**What is expected**
Answer these questions from the description of the Other Mothers PhD:
1. What two parts make up the work?
2. In which country did Rubi become a mother through surrogacy?
3. How long ago did Margaret give her baby up for adoption?

=== Supplied text ===

Other Mothers: Curating and Creating Voices of Adoption, Surrogacy and Egg Donation
Other Mothers: Curating and creating voices of adoption, surrogacy and egg donation is a Creative Writing PhD inspired by the author’s personal experience as a biological and adoptive mother. The work comprises a book-length piece of experimental life writing and an accompanying critical commentary.
Contemporary explorations of motherhood in life writing have primarily focused on the biological mother raising the child she gave birth to. Other Mothers gives voice to women who become mothers through the alternative routes of adoption, surrogacy and egg donation, and their silent partners – the birth mothers, surrogate mothers and egg donors – who make motherhood possible for
them.
The life writing draws on interviews with six women (all names have been changed): Alison, a mother via egg donation and adoption; Charlotte, an egg donor; Rubi, who became a mother through surrogacy in India; Robin, a surrogate mother; Lorraine, an adoptive mother of two who was adopted herself as a baby; Margaret, a birth mother in her seventies who gave her baby up for adoption fifty years ago. The life writing is presented in a hybrid form, encompassing edited interview, re-imagined scenes, poetry, lyric essay and quotation collage.

=== Data provided ===

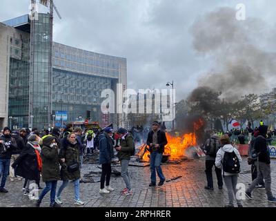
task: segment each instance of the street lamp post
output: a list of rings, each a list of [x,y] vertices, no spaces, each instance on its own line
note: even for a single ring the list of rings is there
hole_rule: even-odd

===

**Your response**
1. A book-length piece of experimental life writing and an accompanying critical commentary.
2. India.
3. Fifty years ago.